(Point placement listing)

:::

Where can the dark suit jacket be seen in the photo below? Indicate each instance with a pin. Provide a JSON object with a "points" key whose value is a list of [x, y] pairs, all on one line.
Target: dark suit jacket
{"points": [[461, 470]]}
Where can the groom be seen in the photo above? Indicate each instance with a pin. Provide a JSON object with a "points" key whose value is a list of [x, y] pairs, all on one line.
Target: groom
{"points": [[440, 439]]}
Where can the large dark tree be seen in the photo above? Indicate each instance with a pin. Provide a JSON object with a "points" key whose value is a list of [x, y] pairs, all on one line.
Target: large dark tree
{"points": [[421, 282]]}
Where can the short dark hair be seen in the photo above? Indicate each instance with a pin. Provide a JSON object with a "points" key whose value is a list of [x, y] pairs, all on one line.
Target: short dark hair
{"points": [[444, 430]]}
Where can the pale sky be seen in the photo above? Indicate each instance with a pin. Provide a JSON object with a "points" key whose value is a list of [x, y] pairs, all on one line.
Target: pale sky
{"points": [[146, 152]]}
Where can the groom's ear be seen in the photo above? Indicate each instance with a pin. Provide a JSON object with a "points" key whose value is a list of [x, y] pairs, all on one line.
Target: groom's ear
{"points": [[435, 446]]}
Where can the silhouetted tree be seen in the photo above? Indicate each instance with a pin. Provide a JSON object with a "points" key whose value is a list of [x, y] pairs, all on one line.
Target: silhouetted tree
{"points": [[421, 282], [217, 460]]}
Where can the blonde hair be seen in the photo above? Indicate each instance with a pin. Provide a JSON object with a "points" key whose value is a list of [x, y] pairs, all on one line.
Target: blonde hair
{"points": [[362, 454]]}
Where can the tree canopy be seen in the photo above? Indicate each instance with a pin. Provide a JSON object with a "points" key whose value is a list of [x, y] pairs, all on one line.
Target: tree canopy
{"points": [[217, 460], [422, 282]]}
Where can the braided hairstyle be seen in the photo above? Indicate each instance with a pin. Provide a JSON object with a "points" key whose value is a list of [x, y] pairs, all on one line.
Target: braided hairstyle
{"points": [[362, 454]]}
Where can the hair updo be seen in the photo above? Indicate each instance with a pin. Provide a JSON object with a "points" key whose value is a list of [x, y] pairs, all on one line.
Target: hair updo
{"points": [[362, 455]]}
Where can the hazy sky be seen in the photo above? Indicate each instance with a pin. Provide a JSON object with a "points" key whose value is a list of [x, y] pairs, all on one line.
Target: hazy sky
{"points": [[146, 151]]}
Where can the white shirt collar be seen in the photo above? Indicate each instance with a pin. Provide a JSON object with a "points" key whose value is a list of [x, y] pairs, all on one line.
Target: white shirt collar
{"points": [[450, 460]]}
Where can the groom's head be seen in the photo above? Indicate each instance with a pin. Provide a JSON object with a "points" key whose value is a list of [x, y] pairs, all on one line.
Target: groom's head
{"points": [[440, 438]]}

:::

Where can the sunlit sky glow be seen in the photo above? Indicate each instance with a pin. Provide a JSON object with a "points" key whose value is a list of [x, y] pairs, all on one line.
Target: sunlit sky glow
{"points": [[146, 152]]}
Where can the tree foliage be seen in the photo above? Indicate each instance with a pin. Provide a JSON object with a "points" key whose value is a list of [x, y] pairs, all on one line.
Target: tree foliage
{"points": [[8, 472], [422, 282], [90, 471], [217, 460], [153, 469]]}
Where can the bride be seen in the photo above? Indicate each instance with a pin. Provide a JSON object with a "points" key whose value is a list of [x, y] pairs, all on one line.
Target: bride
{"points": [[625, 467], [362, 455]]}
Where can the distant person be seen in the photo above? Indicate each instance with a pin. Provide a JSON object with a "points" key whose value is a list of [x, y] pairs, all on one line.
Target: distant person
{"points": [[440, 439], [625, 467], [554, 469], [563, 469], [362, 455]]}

:::

GIVEN EXERCISE: How many lines in the listing contain the word "bride"? Reply with the number only.

OUTPUT OF THE TASK: 2